Task a
Collect every line of the records that contains the string "negative". Case counts.

Document section
In order to understand the issues in the appeal, it is necessary to look in more detail at the relevant parts of NH's pleaded case and NS's response. NH's case in summary (see para 28 of the claim) was that the advances received from investors under the facility agreement, of which the frozen fund (referred to as the "EC fund") formed part, were held in trust by CIB; that the primary purpose of the trust was to finance the project by payment to ICS and other suppliers; that it had been agreed that money due to NH under the construction agreement should be paid directly to them from those advances; that the investors as lenders had been fully repaid; and accordingly the frozen fund was held on trust for NH.

12

In NS's defence, the main substantive allegation came in para 16, which, having referred to the termination of NH's construction agreement by ICS and ICS's failure to fulfil its own duties, continued:

"… this Defendant being under a continuing duty and obligation under the Project Agreements, Memorandum of Understanding and Supplemental Memorandum of Understanding pleaded herein, was forced to complete the Project at considerable cost and expense to itself and as a consequence whereof ICS became indebted to this Defendant in the sum of EC$13,449,469.00, which sum remains due, owing and payable by ICS to this Defendant."

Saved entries
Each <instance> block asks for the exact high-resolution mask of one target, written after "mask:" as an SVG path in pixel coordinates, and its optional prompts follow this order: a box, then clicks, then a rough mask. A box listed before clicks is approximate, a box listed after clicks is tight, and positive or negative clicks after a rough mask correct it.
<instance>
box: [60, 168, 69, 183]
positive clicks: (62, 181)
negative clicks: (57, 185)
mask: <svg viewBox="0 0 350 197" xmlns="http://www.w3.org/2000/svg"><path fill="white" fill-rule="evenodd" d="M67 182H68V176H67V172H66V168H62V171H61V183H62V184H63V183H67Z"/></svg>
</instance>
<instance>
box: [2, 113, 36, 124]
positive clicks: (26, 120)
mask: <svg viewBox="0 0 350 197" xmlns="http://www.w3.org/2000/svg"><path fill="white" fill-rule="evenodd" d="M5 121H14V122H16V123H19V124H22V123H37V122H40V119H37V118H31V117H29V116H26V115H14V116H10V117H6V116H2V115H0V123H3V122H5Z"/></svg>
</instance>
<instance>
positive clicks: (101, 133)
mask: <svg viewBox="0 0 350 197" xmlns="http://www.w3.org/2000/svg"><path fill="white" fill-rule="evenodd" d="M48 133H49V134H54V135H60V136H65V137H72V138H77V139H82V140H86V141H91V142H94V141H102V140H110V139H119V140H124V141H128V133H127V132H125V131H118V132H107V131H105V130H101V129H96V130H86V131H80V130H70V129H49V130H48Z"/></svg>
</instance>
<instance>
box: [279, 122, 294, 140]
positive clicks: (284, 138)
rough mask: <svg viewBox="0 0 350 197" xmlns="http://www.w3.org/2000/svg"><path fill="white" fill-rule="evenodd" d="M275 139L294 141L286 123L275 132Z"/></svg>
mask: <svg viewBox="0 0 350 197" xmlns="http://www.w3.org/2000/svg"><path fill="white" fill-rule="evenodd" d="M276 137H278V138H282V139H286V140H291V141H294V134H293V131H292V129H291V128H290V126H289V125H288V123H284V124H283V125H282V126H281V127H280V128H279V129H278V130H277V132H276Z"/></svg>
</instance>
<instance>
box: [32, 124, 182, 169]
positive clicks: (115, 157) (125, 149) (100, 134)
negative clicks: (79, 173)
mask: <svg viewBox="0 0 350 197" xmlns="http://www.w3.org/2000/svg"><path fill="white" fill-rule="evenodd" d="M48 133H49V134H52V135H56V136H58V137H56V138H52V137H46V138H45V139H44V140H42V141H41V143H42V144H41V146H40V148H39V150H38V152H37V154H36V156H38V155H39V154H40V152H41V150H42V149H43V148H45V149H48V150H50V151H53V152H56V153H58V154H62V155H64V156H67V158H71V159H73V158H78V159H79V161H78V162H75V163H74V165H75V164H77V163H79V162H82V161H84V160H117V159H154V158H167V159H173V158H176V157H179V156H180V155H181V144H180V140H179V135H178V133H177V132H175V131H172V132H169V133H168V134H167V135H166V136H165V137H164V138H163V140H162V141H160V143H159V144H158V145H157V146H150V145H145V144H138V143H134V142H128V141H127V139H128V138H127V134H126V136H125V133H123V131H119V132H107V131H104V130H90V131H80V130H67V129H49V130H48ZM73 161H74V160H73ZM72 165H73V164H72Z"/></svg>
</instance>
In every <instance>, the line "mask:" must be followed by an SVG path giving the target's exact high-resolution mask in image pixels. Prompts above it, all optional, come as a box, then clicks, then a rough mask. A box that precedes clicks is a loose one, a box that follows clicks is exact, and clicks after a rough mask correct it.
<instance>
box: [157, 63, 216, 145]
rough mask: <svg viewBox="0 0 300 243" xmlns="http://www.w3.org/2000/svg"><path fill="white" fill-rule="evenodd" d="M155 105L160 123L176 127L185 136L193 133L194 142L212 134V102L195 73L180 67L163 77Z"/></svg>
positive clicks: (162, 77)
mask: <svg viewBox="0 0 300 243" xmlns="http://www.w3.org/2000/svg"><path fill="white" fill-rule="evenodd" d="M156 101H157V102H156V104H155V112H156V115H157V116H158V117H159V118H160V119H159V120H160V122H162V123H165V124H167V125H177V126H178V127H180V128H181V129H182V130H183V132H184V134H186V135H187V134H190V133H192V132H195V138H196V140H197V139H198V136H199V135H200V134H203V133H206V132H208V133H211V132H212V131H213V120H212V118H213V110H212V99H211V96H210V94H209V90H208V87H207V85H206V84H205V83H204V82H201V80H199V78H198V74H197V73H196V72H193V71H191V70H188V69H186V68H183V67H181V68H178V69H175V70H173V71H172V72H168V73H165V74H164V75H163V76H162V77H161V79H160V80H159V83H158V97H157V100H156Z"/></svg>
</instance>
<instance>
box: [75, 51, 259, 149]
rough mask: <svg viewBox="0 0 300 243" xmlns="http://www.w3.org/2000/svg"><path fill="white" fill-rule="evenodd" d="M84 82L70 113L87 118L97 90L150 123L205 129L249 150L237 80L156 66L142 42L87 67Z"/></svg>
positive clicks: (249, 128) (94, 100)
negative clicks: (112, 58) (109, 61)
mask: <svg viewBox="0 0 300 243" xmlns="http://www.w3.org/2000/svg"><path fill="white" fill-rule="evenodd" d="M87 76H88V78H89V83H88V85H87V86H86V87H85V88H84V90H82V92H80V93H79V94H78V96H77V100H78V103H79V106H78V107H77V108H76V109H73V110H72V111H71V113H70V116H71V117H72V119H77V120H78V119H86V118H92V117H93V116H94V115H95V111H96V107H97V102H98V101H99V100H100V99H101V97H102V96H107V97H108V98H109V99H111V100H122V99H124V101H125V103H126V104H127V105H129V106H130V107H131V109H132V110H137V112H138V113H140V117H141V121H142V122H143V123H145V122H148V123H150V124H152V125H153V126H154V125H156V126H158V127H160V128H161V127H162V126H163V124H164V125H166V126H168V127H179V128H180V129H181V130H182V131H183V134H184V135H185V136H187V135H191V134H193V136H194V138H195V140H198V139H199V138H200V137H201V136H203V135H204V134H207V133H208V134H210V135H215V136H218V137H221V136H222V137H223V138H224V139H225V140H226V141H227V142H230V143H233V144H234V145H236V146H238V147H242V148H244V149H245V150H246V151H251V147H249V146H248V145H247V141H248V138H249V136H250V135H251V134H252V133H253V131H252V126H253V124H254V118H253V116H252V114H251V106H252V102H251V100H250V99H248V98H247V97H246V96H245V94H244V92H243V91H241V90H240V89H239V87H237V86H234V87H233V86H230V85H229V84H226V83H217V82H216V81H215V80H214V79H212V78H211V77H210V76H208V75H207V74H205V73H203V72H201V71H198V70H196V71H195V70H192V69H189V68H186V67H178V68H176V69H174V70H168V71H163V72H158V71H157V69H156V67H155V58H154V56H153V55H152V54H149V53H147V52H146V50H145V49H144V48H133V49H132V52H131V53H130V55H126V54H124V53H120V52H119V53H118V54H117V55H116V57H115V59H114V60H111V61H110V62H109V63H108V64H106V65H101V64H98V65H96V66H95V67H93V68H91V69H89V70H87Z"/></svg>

Task b
In the appeal excerpt, why does NS claim that ICS owes it EC$13,449,469.00? Answer in one to three sentences.

Solution a
Each <instance> block asks for the exact high-resolution mask of one target, written after "mask:" as an SVG path in pixel coordinates, and its optional prompts follow this order: a box, then clicks, then a rough mask. A box listed before clicks is approximate, a box listed after clicks is tight, and positive or negative clicks after a rough mask correct it.
negative clicks: (57, 185)
negative clicks: (79, 173)
negative clicks: (112, 58) (109, 61)

Solution b
NS says that after ICS terminated NH's construction agreement and failed to fulfil its own duties, NS was forced to complete the Project at considerable cost and expense to itself. NS had a continuing duty under the Project Agreements, Memorandum of Understanding and Supplemental Memorandum of Understanding. As a consequence, ICS became indebted to NS in that sum.